We are often asked, “What’s a typical day like at The Cocoon?” We smile, unable to capture the complex experiences we have gained by responding, “There is no typical day, you never know what each day will bring.”
There are days that the crisis line continuously rings, when all hands are on deck, from the Executive Director to volunteers. Days when every single advocate is called to the hospital or the courthouse, when we’ve been up all night answering the on-call phone. Lunch sometimes means a half-eaten granola bar between meetings, when multiple families move in to shelter. Times when the doorbell chimes nonstop, and when it’s 5:00 p.m. and we realize we haven’t sat down yet.
Then there are precious days when the phones are quiet, when the shelter lazily slumbers, when there aren’t meetings scheduled every hour. We then can take all afternoon to catch up with a survivor who hasn’t called in months, who has finally gotten her own place. We make tea, we problem solve with our team, and we cherish the opportunity to catch up on research and case notes, knowing that the calm won’t last.
In the short years I have been an advocate, I have been honored to gain beautiful, painful, inspiring, challenging, hilarious and tender moments with survivors. I cannot describe a typical day. I can share with you a few of my treasured memories, to attempt to paint our world…
“Marta cried and hugged me, thanking us for the gifts for her three children for the holidays.”
Marta tried to say, “No thank you, I don’t need anything,” and with a stubborn smile, I still handed her the gifts we wrapped just for her.

■ Provided material
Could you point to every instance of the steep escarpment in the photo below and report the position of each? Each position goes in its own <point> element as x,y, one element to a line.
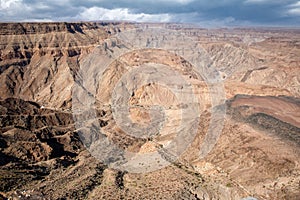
<point>41,144</point>
<point>38,60</point>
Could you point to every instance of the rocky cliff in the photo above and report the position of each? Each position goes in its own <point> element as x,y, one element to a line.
<point>42,151</point>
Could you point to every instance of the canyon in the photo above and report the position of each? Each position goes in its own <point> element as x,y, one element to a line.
<point>232,94</point>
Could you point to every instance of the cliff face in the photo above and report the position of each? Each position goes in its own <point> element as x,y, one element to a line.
<point>38,60</point>
<point>257,153</point>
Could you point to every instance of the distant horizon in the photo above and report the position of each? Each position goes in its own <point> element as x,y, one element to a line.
<point>225,13</point>
<point>185,25</point>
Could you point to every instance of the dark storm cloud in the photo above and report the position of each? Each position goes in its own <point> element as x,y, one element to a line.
<point>212,12</point>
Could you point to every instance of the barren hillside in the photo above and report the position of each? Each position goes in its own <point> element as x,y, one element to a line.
<point>61,85</point>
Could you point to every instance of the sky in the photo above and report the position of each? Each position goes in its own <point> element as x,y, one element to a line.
<point>218,13</point>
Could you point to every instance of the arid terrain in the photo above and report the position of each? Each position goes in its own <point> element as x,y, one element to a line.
<point>49,71</point>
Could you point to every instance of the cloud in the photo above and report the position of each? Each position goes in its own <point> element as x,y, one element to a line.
<point>258,1</point>
<point>121,14</point>
<point>294,9</point>
<point>212,12</point>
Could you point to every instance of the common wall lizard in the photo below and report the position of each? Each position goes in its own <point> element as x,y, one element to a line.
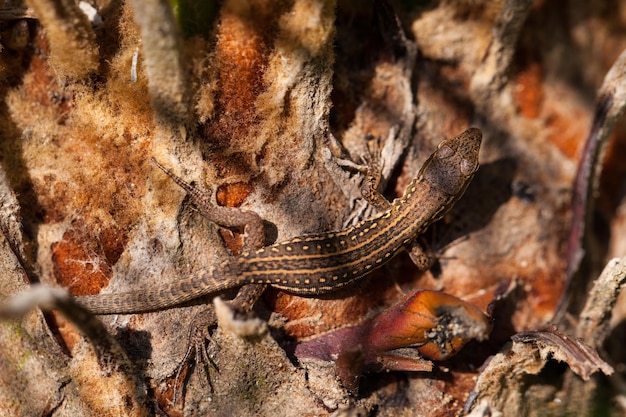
<point>321,263</point>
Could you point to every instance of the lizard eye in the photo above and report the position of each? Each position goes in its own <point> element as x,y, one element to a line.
<point>467,167</point>
<point>444,151</point>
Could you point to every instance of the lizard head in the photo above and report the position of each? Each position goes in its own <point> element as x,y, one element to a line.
<point>452,166</point>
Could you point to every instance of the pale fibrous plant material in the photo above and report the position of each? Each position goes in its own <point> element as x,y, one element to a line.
<point>297,114</point>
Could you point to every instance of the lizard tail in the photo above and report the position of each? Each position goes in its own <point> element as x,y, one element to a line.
<point>157,298</point>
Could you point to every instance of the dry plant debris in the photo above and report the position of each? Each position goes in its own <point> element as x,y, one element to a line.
<point>263,103</point>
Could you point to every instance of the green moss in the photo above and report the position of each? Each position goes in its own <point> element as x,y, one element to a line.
<point>195,17</point>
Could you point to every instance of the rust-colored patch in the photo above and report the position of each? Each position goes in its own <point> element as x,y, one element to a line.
<point>83,262</point>
<point>233,195</point>
<point>241,53</point>
<point>565,131</point>
<point>528,91</point>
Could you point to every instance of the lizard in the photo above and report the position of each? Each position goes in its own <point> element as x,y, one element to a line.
<point>321,263</point>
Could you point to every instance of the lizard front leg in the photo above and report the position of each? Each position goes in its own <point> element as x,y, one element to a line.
<point>247,295</point>
<point>420,256</point>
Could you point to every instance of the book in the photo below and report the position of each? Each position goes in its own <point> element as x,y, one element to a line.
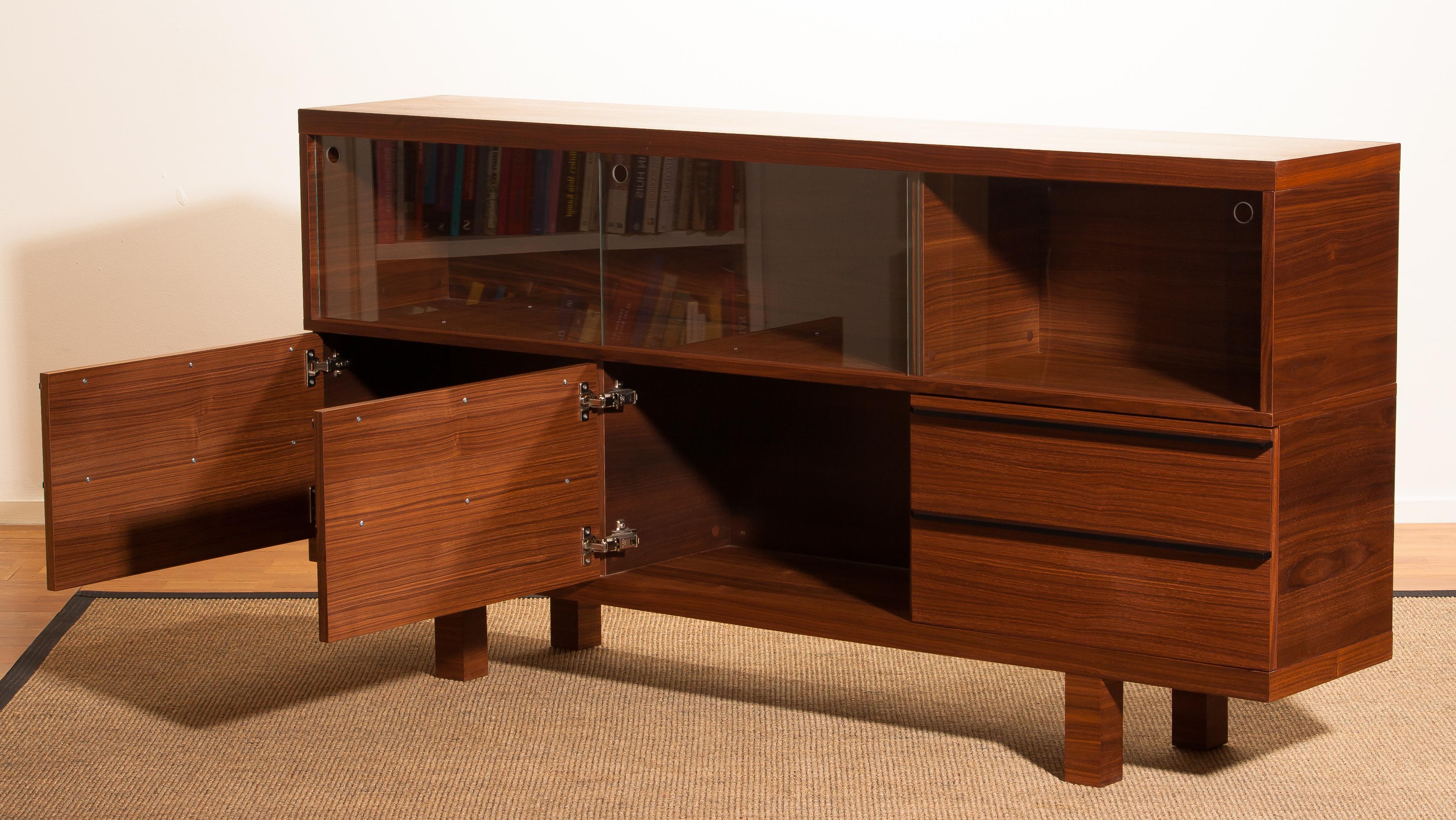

■ Exercise requirements
• A. In the piece about The Cocoon, what does lunch sometimes mean on the busiest days?
• B. List every adjective the piece about The Cocoon uses to describe the moments the advocate has shared with survivors.
• C. Continue the piece about The Cocoon from its final sentence.

■ Answers to the exercises
• A. A half-eaten granola bar between meetings.

• B. beautiful, painful, inspiring, challenging, hilarious, tender

• C.
Courtney had just turned 19. Her eyes were wide with terror. She hadn’t been in a hospital since she was born. She asked the nurse and I if we would tell her parents or her school, and we gently assured her that no one would know unless she wanted them to. She blamed herself. She thought it was her fault that her boyfriend assaulted her and her roommate, she thought she could have somehow prevented the violence she had experienced at the hands of the young man who she thought was her first love.
Jamie called at 5:00 a.m., asking if I was busy. She couldn’t sleep, and she hated the way her medication made her feel. She didn’t want to feel numb anymore. As we struggled through a jigsaw puzzle piece by piece, she excitedly described the apartment she had just secured, “It’s got a sliding glass door to the porch and there’s even a pool,” and couldn’t wait to show it to her kids.
Eric cried into the phone, admitting that he had been afraid to call us, feeling such relief to finally tell someone. He feared we wouldn’t believe him because, “Men are supposed to be able to handle themselves.” I comforted him with the assurance that we know anyone can experience violence, that we believed him, that he wasn’t alone.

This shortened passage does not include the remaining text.